- **ФРАГМЕНТ ТЕКСТА**
|---|

Сделав еще несколько таких выписок, рассказчик вновь возвращается к этому факту и излагает его своими словами. Так, как он представляется его живому воображению:
Только представьте себе картину. Яркое солнце. Пыль. Базар. Крики. Яма, в которой сидят философы. Некоторые вздыхают. Некоторые просятся наверх.
Один говорит:
– Они в прошлый раз скоро выпустили, а нынче что-то долго держат.
Другой говорит:
– Да перестаньте вы, Сократ Палыч, вздыхать. Какой же вы после этого стоик? Я на вас прямо удивляюсь.
Торговец с палкой около края ямы говорит:
– А ну, куда вылезаешь, подлюга. Вот я тебе сейчас трахну по переносью. Философ… Ученая морда.
Мы привыкли к мысли, что «пестрый бисер зощенковского лексикона» уводит нас куда-то в сторону от изображаемой писателем действительности. Создает некий угол искажения.
На самом деле, однако, дело обстоит совершенно иначе. Наукообразный, анемичный, невыразительный слог интеллигента совершенно не способен передать самую природу описываемых событий. В этом унылом изложении факт ничуть не поражает нас своей чудовищностью. Он даже обретает налет известной благопристойности.
А своеобразное зрение зощенковского рассказчика, его характернейшая лексика не только не искажают факт и даже не только делают его более осязаемым и конкретным. Они вскрывают самую суть факта. Вскрывают, так сказать, его внутреннюю реальность.
Выясняется, что отражение факта в сознании зощенковского героя более адекватно этому факту, нежели его отражение в сознании (и речевом строе) интеллигента (журналиста или историка).
Распространенное убеждение, что причудливый зощенковский язык, которым написаны исторические новеллы «Голубой книги», имеет целью охарактеризовать рассказчика, – не совсем беспочвенно. Но оно верно лишь наполовину.

|---|

Записи коллекции:
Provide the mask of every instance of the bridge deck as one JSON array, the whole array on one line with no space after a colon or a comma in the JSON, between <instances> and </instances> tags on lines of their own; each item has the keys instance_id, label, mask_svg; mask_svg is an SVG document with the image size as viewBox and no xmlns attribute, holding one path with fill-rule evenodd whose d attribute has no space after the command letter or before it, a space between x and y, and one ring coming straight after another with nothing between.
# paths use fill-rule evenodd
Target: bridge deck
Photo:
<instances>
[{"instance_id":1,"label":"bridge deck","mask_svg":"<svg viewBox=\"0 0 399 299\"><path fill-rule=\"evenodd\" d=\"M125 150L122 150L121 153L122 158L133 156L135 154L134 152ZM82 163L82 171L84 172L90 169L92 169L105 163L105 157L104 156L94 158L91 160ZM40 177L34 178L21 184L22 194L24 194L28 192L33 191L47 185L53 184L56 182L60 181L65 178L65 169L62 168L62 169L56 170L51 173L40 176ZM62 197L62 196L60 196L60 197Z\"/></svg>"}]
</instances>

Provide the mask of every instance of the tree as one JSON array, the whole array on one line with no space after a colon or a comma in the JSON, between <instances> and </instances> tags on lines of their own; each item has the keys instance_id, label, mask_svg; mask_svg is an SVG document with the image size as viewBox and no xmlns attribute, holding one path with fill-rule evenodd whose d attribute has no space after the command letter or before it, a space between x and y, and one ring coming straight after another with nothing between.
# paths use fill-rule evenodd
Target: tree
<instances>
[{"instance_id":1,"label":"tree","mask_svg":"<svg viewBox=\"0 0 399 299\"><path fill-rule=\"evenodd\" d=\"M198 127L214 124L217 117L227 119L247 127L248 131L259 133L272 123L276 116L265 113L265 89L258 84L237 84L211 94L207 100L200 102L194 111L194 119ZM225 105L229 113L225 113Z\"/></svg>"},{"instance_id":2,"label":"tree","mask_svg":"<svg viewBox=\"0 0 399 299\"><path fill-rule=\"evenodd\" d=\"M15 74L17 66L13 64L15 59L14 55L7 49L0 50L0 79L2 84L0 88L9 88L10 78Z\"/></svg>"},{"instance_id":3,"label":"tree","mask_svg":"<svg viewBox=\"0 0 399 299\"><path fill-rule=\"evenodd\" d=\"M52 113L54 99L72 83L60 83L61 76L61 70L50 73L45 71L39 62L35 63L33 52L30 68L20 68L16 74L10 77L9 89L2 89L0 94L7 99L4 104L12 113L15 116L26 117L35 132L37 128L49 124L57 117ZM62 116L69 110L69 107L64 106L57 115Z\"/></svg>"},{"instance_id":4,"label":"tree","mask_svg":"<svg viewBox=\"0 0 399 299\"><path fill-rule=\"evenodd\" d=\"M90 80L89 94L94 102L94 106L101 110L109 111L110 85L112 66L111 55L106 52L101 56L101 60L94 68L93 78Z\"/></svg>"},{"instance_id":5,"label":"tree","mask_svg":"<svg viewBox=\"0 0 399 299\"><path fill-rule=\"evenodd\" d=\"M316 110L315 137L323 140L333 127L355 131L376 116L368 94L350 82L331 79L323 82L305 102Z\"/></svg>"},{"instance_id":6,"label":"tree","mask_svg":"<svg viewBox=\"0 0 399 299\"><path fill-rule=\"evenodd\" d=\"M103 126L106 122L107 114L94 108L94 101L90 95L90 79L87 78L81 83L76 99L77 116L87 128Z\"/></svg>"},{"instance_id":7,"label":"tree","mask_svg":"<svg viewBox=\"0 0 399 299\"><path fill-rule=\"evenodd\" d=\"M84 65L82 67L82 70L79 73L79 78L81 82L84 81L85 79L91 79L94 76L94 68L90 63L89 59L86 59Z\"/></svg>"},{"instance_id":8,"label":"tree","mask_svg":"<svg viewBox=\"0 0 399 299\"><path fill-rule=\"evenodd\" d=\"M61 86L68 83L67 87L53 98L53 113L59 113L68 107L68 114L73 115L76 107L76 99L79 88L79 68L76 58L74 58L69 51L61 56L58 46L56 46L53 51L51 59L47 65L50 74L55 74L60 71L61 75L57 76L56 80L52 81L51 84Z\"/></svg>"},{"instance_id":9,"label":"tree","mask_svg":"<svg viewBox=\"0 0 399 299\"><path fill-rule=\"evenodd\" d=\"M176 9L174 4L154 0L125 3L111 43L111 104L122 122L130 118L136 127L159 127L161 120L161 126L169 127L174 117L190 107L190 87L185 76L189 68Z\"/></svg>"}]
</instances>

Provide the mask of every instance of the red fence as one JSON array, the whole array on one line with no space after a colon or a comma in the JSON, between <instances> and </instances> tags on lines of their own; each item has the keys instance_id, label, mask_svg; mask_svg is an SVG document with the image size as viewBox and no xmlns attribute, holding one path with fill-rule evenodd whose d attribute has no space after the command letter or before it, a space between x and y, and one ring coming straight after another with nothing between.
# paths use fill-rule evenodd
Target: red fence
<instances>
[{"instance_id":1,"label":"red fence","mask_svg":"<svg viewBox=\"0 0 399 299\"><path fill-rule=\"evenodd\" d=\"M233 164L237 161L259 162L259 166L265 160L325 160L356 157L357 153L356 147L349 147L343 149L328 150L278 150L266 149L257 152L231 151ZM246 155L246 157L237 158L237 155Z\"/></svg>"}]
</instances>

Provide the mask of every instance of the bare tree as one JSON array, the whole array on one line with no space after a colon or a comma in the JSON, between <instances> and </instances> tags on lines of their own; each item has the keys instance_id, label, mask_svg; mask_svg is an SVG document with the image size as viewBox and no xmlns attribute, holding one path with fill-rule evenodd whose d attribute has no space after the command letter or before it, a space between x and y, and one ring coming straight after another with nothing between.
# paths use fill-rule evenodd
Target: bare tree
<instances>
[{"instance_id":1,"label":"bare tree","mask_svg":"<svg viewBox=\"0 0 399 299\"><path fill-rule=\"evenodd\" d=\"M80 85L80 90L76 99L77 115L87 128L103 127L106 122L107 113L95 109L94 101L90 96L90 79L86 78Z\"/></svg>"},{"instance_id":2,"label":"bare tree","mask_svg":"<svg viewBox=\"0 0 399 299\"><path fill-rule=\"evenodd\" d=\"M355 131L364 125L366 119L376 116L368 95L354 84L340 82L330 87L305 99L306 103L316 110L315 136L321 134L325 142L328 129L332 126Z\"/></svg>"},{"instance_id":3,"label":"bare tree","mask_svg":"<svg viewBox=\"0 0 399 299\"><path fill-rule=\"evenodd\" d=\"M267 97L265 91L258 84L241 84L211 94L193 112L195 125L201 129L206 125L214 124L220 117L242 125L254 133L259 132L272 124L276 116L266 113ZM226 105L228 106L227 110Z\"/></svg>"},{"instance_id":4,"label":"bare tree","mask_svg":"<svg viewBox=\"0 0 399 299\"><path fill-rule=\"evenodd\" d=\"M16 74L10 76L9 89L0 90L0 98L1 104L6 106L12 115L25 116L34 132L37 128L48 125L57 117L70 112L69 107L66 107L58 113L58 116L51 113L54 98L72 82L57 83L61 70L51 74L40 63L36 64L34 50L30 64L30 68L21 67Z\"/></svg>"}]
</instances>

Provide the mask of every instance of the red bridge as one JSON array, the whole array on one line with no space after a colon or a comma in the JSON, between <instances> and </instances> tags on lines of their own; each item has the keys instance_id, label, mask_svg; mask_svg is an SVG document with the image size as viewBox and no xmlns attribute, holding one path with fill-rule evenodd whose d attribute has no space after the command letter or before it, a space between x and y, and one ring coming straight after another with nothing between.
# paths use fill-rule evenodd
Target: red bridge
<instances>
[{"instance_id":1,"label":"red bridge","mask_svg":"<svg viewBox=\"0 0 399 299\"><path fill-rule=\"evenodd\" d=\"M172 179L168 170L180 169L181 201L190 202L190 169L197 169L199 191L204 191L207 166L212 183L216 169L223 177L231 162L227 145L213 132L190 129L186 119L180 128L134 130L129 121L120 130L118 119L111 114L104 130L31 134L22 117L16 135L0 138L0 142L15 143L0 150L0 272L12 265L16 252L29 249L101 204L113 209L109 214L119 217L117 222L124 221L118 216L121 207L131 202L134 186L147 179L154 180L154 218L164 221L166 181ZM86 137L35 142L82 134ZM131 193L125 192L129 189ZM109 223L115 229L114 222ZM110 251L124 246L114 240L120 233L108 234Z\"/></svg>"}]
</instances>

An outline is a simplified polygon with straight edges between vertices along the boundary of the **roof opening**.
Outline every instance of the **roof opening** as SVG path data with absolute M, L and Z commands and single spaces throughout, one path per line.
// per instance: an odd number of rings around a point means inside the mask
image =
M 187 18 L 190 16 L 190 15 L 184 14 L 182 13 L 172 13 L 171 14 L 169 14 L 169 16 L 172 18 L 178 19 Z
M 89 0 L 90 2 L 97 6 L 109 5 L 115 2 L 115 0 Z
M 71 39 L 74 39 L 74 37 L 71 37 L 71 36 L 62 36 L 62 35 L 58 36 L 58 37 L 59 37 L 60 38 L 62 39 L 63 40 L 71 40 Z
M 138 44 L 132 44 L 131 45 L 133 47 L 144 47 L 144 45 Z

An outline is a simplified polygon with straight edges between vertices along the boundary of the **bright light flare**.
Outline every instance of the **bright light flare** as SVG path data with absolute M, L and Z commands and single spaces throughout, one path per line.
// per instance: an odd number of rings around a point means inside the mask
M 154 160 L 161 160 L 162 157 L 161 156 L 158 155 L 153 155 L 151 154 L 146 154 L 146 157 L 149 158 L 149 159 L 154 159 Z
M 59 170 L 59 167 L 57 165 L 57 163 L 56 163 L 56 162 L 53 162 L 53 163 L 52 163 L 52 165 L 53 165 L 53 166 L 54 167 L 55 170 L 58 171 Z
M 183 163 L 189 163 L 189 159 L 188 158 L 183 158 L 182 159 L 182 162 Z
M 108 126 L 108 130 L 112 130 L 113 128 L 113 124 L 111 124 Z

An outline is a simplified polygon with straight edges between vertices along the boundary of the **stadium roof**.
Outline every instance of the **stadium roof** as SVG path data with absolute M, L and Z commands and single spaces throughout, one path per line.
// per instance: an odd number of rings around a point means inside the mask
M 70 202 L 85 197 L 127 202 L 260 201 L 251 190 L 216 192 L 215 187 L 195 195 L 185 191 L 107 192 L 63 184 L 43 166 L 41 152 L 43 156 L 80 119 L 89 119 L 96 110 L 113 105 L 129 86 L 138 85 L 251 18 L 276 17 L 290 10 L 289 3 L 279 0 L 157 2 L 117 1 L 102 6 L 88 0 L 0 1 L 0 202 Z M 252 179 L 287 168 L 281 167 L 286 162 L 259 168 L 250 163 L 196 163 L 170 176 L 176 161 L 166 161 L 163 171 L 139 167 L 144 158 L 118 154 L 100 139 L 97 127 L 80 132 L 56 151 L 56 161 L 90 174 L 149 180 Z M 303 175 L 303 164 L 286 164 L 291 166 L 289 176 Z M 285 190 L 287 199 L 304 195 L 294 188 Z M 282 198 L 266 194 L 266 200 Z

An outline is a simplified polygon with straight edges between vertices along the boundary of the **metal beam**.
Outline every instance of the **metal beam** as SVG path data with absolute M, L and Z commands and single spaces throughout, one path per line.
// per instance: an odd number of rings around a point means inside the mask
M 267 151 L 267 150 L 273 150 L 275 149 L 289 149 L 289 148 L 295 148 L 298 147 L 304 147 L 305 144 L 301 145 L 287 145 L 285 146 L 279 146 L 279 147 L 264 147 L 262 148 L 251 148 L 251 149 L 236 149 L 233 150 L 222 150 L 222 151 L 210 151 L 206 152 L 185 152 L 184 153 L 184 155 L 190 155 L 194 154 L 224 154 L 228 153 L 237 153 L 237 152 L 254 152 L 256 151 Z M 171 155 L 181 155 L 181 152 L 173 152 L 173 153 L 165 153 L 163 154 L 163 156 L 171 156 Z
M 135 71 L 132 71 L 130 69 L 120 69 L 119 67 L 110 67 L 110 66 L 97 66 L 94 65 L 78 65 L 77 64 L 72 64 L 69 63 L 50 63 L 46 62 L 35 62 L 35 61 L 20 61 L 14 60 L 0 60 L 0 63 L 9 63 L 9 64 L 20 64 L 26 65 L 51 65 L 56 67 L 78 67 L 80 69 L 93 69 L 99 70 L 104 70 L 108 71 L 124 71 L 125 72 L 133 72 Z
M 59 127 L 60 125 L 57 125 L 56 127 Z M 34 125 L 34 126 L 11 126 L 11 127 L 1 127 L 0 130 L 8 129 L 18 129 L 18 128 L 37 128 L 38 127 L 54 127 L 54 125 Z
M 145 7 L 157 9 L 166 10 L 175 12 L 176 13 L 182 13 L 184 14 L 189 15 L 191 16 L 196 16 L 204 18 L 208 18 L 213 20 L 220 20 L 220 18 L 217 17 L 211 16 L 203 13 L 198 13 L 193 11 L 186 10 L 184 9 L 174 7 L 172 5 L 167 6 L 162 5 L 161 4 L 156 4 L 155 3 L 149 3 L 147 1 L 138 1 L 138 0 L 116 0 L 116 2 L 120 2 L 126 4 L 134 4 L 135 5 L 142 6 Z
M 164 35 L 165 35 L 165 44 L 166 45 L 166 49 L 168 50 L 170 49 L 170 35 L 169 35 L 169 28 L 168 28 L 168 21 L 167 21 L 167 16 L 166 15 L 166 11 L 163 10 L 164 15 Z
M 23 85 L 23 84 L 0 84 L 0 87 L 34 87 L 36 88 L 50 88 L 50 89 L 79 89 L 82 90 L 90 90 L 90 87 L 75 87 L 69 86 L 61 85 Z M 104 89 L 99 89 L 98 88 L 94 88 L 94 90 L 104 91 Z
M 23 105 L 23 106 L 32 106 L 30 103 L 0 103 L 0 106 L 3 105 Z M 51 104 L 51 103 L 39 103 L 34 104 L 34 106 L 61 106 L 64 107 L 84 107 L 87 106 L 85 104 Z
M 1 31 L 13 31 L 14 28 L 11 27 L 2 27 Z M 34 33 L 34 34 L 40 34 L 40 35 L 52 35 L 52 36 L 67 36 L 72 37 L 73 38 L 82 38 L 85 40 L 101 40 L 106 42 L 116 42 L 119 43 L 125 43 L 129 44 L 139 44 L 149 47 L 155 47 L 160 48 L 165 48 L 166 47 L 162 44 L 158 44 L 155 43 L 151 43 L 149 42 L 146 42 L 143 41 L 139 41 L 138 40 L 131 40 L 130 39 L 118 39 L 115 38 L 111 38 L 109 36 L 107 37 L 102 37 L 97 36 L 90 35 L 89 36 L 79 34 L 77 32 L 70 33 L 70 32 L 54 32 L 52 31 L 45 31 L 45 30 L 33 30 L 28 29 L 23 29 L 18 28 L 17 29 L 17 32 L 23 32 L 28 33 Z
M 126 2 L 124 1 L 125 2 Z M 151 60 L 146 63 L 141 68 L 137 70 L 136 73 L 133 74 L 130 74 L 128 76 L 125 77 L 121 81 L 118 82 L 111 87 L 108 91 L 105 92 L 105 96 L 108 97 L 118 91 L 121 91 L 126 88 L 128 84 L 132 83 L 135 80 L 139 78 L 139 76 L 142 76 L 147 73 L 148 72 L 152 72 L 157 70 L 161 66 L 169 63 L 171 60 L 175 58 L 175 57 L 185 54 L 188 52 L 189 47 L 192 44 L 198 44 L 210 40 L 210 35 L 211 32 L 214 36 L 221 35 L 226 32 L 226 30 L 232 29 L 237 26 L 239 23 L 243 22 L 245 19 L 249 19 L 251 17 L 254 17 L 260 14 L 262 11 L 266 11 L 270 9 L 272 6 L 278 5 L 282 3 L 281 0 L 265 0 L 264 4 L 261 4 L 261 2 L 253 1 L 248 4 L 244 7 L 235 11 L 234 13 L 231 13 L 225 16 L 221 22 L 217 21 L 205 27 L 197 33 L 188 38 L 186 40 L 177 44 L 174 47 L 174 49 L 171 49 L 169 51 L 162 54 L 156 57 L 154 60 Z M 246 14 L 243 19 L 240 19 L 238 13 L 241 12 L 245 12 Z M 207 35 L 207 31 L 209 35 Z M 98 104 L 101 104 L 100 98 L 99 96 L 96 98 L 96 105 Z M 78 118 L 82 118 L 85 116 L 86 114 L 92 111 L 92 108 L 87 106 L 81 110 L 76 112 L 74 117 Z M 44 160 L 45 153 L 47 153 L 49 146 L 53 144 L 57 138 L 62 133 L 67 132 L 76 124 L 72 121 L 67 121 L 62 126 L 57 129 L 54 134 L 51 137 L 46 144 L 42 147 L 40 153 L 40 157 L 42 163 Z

|---|

- **ЗАДАНИЕ 1**
Соответствуют ли фрагменту текста утверждения (a), (b), (c)? Для каждого ответьте «да» или «нет» и приведите решающие слова фрагмента дословной цитатой. (a) Рассказчик излагает факт своими словами. (b) Слог интеллигента способен передать природу описываемых событий. (c) Убеждение, что зощенковский язык призван охарактеризовать рассказчика, верно полностью.
- **ЗАДАНИЕ 2**
Переведите на английский язык предложение из фрагмента текста: «Выясняется, что отражение факта в сознании зощенковского героя более адекватно этому факту, нежели его отражение в сознании (и речевом строе) интеллигента (журналиста или историка).»
Листинг является самостоятельным материалом.

- **ИТОГОВЫЙ ОТВЕТ 1**
(a) Да: «вновь возвращается к этому факту и излагает его своими словами».
(b) Нет: «совершенно не способен передать самую природу описываемых событий».
(c) Нет: «Но оно верно лишь наполовину».

- **ИТОГОВЫЙ ОТВЕТ 2**
It turns out that the reflection of the fact in the consciousness of Zoshchenko's hero is more adequate to that fact than its reflection in the consciousness (and speech pattern) of the intellectual (a journalist or historian).